§ PROBLEM DETAILS
Among the entries that follow, how many lines contain the string "jacket"? Answer with that number only.
BEGIN EXERCISE DATA
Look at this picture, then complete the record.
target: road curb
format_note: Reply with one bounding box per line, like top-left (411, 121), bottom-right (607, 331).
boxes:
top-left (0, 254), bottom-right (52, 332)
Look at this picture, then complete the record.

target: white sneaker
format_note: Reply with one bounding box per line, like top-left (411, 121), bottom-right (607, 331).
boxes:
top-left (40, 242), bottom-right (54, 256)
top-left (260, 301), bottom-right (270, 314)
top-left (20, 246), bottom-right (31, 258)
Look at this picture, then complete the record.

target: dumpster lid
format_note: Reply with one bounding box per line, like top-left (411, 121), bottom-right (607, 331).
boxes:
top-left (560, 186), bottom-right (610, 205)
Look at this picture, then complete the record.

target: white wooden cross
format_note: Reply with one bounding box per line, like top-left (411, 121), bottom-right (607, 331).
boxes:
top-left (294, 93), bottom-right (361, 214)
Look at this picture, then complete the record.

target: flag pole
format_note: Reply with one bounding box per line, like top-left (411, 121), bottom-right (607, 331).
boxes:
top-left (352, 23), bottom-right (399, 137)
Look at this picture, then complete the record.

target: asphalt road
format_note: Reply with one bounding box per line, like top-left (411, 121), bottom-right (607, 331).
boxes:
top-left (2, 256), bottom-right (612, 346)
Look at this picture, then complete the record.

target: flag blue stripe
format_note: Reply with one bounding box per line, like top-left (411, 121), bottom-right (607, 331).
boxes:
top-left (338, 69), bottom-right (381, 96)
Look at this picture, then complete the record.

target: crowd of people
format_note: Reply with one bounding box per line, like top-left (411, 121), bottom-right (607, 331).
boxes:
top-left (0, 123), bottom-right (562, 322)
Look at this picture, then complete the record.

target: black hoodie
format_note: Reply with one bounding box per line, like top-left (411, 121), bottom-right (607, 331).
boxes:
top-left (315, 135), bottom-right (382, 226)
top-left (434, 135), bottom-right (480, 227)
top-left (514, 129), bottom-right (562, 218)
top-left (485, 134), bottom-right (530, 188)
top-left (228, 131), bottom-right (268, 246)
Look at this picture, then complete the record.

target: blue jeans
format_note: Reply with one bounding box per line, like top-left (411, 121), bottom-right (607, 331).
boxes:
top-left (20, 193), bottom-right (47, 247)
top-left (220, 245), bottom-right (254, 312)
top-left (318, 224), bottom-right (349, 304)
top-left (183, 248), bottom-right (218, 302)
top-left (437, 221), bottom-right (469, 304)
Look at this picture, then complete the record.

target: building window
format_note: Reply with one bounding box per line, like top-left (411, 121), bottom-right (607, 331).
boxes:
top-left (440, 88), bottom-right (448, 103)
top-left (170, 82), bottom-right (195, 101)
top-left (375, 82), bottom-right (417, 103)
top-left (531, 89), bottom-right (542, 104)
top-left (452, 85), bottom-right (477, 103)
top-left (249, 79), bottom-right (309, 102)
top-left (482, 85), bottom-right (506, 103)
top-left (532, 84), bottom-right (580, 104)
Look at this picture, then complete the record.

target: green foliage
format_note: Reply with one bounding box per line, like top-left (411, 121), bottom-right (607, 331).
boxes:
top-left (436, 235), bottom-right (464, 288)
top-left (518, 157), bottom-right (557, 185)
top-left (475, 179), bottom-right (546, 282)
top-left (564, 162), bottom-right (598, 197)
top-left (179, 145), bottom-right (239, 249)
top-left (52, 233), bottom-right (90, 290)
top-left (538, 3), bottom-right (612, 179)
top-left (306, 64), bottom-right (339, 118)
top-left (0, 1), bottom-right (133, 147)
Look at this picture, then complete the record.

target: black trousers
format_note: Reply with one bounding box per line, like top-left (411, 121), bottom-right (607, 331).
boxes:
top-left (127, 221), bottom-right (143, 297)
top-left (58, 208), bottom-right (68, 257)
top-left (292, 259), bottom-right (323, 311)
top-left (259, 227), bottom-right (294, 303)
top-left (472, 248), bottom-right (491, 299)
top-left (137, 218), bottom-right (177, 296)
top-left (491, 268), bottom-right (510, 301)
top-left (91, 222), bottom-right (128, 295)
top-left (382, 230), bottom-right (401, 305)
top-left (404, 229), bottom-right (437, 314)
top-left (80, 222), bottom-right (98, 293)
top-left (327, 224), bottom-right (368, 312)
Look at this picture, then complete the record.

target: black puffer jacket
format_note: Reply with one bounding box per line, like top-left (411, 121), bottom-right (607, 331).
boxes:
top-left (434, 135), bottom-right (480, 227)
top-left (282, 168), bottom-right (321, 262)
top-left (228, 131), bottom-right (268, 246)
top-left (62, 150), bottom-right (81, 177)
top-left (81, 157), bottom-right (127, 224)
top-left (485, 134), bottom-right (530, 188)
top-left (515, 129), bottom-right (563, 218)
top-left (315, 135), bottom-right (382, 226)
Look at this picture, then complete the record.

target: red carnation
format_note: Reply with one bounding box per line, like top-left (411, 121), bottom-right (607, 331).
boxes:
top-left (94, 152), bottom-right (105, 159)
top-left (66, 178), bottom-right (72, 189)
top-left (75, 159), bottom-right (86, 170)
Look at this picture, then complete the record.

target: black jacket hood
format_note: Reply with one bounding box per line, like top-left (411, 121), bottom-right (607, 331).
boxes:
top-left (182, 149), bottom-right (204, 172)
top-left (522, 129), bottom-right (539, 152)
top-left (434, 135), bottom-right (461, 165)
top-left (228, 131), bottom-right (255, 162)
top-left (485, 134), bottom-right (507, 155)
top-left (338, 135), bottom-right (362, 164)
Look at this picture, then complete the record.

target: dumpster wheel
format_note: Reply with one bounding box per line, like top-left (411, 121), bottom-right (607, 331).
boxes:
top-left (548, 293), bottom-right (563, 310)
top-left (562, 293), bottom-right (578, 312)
END EXERCISE DATA
BEGIN EXERCISE DATA
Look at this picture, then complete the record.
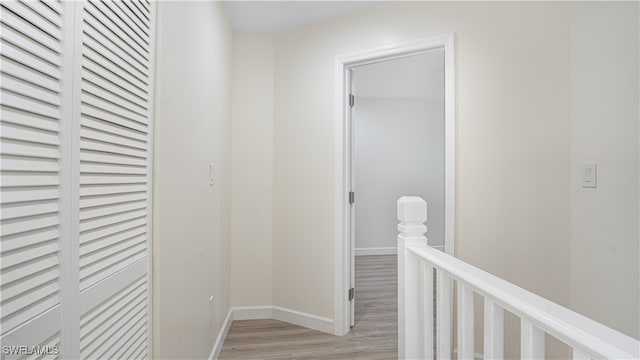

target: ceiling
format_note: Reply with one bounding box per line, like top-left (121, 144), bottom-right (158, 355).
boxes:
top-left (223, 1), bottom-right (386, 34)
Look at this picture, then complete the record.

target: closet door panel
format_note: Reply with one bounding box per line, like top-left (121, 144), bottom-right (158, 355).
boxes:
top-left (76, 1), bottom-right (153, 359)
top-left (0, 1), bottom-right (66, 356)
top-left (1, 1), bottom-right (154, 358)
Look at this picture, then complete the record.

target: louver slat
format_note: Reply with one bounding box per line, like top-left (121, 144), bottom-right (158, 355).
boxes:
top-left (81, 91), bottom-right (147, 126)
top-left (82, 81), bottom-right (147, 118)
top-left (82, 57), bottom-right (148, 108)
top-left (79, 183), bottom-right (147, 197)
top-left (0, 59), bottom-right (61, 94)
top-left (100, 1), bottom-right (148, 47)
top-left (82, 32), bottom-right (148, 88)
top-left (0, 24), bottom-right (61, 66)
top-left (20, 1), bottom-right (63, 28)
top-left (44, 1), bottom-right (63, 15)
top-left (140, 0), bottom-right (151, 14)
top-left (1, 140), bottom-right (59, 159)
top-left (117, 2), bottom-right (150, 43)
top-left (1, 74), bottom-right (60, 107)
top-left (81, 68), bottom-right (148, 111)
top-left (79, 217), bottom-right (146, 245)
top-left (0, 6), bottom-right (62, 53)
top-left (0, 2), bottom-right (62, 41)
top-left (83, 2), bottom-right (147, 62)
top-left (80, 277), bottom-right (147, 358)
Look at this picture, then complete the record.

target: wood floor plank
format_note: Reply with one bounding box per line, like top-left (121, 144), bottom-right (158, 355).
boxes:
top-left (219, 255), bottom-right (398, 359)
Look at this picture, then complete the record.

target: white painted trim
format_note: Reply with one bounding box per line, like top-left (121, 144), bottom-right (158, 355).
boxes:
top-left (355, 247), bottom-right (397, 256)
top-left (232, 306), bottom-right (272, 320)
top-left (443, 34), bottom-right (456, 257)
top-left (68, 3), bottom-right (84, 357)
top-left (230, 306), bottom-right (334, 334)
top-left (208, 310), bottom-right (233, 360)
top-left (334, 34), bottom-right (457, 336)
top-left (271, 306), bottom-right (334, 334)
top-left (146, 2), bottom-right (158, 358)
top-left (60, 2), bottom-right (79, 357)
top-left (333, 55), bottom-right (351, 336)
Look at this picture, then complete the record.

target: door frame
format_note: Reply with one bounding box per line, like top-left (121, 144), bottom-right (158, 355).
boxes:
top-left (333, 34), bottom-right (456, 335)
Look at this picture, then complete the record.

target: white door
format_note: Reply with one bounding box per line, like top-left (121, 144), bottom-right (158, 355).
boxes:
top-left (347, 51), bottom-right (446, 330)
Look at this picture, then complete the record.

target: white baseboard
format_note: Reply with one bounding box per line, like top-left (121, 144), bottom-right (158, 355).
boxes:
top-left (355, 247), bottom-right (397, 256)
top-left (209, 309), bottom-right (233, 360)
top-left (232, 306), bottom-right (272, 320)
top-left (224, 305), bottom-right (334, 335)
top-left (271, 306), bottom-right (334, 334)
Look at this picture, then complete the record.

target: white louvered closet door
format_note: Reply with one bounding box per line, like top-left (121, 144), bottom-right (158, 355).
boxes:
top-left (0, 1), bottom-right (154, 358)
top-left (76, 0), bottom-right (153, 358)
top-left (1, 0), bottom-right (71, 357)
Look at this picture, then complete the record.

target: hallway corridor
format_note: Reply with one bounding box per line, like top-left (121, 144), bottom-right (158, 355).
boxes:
END EXERCISE DATA
§ SOLVED EXERCISE
2